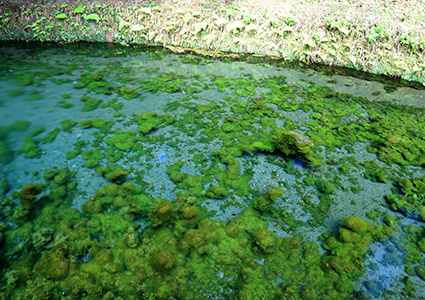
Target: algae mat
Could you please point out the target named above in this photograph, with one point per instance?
(141, 174)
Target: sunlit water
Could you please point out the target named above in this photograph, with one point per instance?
(197, 113)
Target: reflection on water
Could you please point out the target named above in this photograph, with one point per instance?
(137, 173)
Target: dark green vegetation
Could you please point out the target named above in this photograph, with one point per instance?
(128, 242)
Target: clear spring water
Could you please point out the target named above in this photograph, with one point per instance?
(201, 106)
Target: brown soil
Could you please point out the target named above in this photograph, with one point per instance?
(386, 37)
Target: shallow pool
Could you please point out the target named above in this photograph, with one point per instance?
(143, 174)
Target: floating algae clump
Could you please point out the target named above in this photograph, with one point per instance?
(161, 213)
(123, 140)
(409, 198)
(113, 173)
(292, 143)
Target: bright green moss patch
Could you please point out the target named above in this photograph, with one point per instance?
(50, 137)
(90, 103)
(30, 148)
(409, 198)
(6, 154)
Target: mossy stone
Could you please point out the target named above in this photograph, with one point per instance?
(161, 213)
(357, 224)
(163, 261)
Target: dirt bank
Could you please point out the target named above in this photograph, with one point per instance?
(381, 37)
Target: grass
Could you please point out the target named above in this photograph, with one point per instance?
(381, 37)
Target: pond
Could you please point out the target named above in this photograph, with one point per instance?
(145, 174)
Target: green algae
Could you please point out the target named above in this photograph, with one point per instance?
(50, 137)
(408, 198)
(113, 173)
(90, 103)
(30, 148)
(169, 248)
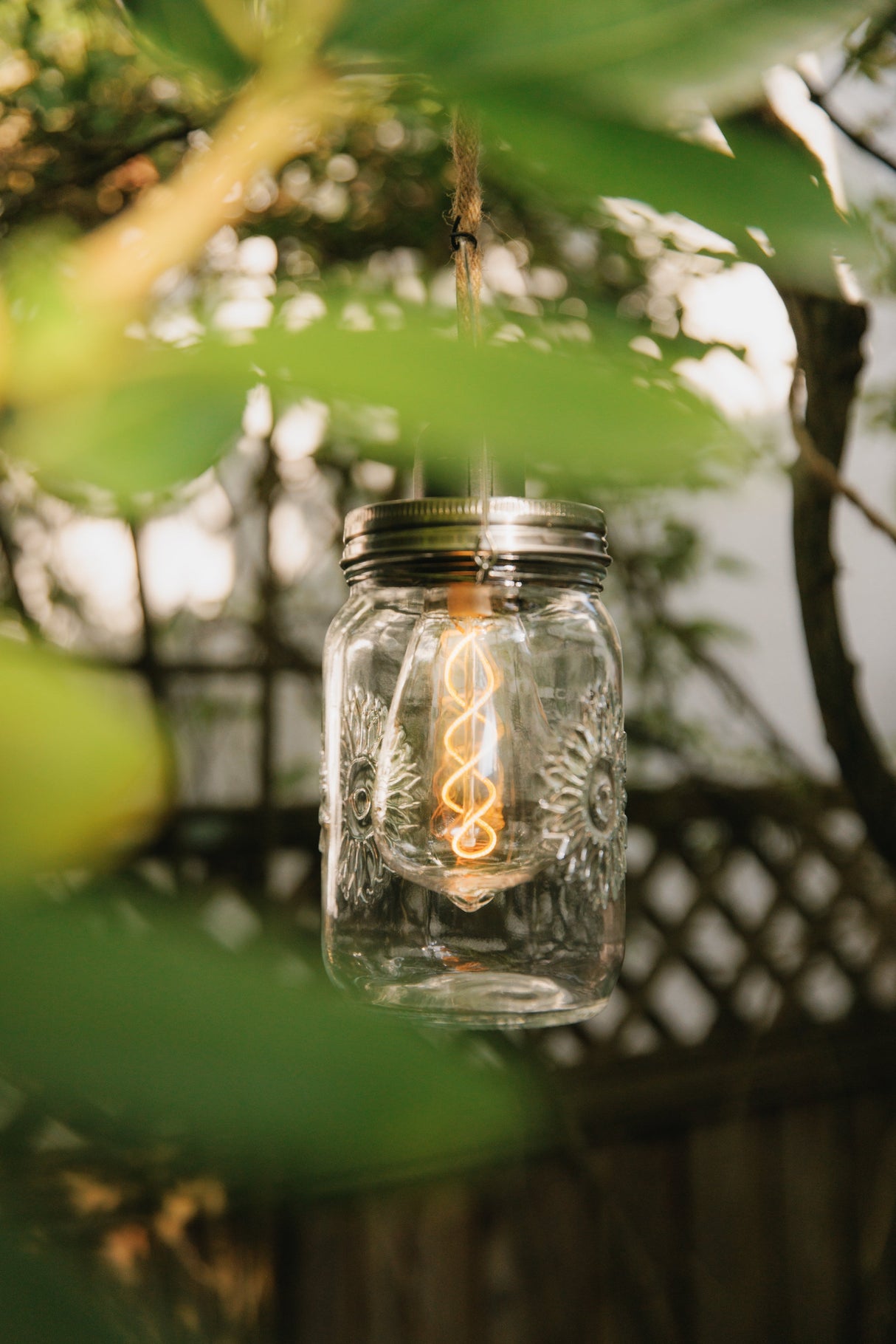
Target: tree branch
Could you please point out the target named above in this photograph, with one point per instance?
(830, 478)
(8, 552)
(819, 97)
(829, 334)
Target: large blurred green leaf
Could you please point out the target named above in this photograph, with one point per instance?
(82, 768)
(598, 413)
(175, 1039)
(160, 421)
(642, 58)
(771, 183)
(42, 1304)
(568, 86)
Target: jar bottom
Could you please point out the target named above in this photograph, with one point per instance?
(483, 999)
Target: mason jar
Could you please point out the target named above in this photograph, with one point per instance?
(473, 778)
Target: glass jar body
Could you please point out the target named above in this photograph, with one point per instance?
(419, 914)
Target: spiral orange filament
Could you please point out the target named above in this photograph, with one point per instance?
(469, 742)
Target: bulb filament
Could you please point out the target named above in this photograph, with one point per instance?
(468, 793)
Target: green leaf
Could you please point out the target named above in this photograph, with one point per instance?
(641, 59)
(596, 414)
(570, 89)
(42, 1304)
(162, 419)
(186, 31)
(770, 182)
(83, 768)
(175, 1039)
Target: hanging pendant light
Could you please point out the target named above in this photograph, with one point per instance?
(473, 815)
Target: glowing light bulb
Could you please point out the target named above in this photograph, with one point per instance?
(468, 721)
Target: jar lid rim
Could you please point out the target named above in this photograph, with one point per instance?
(476, 532)
(399, 515)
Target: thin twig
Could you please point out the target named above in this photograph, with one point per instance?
(827, 473)
(96, 172)
(819, 97)
(8, 552)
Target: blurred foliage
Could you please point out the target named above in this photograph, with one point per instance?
(252, 1062)
(83, 769)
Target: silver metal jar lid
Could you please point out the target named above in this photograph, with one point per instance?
(506, 531)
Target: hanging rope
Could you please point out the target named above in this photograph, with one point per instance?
(466, 214)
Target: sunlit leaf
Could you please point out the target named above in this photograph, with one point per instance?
(598, 413)
(82, 764)
(642, 59)
(570, 89)
(172, 1038)
(186, 31)
(770, 185)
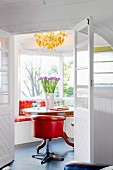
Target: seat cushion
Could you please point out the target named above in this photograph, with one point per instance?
(48, 127)
(22, 118)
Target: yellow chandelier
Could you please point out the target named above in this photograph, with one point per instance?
(50, 40)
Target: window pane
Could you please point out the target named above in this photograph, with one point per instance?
(68, 76)
(33, 67)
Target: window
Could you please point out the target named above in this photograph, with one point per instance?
(33, 66)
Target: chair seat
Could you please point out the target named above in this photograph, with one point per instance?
(48, 127)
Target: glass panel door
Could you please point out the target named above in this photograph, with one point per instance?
(84, 90)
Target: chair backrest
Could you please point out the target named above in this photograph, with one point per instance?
(48, 126)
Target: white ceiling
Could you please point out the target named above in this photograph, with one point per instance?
(29, 16)
(23, 16)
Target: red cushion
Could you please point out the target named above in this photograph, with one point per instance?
(48, 118)
(22, 118)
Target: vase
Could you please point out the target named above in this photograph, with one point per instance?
(49, 99)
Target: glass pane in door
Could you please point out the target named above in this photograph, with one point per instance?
(82, 69)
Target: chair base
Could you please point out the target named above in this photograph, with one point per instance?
(47, 157)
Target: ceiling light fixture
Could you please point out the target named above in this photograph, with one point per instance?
(50, 40)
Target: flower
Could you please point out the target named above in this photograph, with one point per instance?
(49, 83)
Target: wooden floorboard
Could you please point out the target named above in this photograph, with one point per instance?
(23, 156)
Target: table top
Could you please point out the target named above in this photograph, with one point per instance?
(44, 110)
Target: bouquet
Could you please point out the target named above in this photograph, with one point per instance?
(49, 83)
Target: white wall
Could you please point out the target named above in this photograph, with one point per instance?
(103, 132)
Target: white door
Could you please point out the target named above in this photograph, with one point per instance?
(84, 91)
(6, 99)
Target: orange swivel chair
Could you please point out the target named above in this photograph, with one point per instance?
(47, 127)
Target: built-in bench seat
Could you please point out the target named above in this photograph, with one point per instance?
(22, 118)
(24, 104)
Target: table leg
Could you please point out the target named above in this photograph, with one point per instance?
(41, 145)
(66, 138)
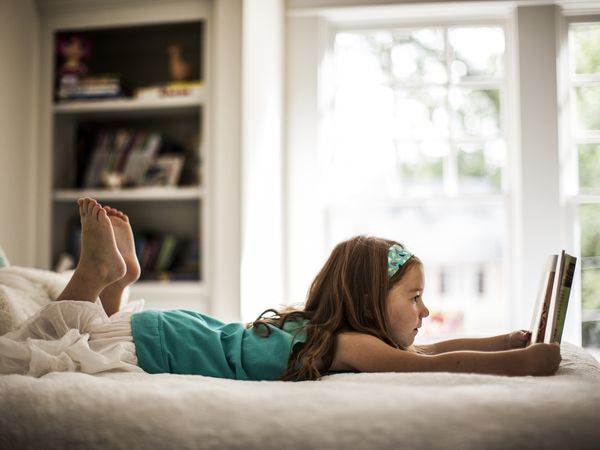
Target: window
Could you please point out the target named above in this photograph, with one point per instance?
(584, 83)
(415, 150)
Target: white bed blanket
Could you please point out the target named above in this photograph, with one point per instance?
(344, 411)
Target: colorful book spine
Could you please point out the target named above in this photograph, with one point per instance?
(563, 297)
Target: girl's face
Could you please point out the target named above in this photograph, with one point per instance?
(405, 307)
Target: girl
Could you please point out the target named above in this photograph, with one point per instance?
(363, 311)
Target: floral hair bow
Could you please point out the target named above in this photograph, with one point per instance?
(397, 257)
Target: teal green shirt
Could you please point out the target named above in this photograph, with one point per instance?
(187, 342)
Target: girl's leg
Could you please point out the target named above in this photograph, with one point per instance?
(111, 295)
(100, 263)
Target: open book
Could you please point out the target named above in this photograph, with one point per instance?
(553, 299)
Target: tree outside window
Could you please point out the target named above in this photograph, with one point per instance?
(416, 152)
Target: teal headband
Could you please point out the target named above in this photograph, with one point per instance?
(397, 257)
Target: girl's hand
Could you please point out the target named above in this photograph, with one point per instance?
(518, 339)
(542, 359)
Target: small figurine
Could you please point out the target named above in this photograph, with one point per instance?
(73, 50)
(179, 70)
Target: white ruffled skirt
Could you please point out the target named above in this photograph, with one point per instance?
(71, 336)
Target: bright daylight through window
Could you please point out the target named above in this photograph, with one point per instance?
(584, 44)
(415, 151)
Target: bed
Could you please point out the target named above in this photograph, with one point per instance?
(111, 410)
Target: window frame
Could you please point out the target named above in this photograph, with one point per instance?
(326, 26)
(572, 197)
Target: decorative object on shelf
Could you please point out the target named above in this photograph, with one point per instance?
(73, 50)
(179, 70)
(175, 89)
(92, 87)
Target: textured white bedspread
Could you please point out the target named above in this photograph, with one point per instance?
(354, 411)
(346, 411)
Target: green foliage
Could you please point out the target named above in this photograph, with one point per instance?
(586, 46)
(590, 289)
(588, 107)
(589, 165)
(589, 217)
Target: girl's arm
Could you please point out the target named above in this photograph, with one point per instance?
(367, 353)
(516, 339)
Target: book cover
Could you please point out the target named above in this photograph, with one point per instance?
(540, 317)
(560, 264)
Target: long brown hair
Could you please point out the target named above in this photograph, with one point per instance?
(348, 294)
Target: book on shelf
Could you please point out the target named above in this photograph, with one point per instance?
(91, 87)
(553, 298)
(169, 90)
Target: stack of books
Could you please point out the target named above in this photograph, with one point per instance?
(93, 87)
(174, 89)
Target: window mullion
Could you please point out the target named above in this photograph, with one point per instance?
(450, 165)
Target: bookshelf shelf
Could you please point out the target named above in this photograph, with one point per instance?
(130, 104)
(161, 138)
(134, 194)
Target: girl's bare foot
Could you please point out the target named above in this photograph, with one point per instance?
(125, 244)
(100, 257)
(100, 263)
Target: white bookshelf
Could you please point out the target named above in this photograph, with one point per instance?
(132, 194)
(182, 211)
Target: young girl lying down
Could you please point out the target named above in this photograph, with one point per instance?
(363, 311)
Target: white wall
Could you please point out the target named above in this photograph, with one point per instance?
(262, 156)
(18, 88)
(226, 158)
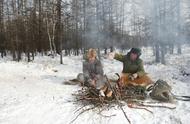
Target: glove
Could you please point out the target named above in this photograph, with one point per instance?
(133, 76)
(111, 55)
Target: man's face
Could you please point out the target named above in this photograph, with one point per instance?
(133, 56)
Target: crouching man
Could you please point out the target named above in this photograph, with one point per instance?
(93, 75)
(133, 72)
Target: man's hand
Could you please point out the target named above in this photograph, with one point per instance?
(111, 55)
(133, 76)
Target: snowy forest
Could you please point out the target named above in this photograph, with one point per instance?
(94, 61)
(39, 26)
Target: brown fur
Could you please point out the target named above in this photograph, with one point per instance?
(140, 81)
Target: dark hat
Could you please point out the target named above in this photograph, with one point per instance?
(136, 51)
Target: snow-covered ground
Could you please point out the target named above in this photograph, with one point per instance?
(34, 93)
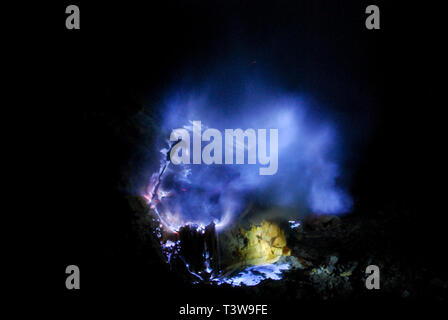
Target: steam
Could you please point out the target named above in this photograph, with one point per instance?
(309, 157)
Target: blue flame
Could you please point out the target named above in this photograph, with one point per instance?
(310, 155)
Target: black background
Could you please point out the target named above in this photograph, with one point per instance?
(124, 53)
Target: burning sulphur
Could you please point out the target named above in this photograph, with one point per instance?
(262, 244)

WHAT YOU ARE ASKED TO DO — Exactly the lines from the line with "Target: brown fur" through the last line of the listing, both included, should be extracted, and the pictures left behind.

SOLUTION TO THIS PROBLEM —
Target: brown fur
Could you please point out the target named above in this photograph, with one point per instance?
(140, 81)
Target: dark hat
Could you please point out the target named above in this photograph, with one point per instance?
(136, 51)
Target: snow-covered ground
Could you please point out the target named above in this photograph, with one point per instance?
(34, 93)
Target: steam
Could you please point out the target named above in this photograph, with one point per instance?
(309, 157)
Target: blue flame
Could you please point out the target named above in this photograph, with one point per instance?
(310, 155)
Target: black background
Could you please point out the target named above in this photograph, with one point per instance?
(124, 53)
Target: burning sulphur
Could you please point out the target named above in this photograph, with one point per instance?
(262, 244)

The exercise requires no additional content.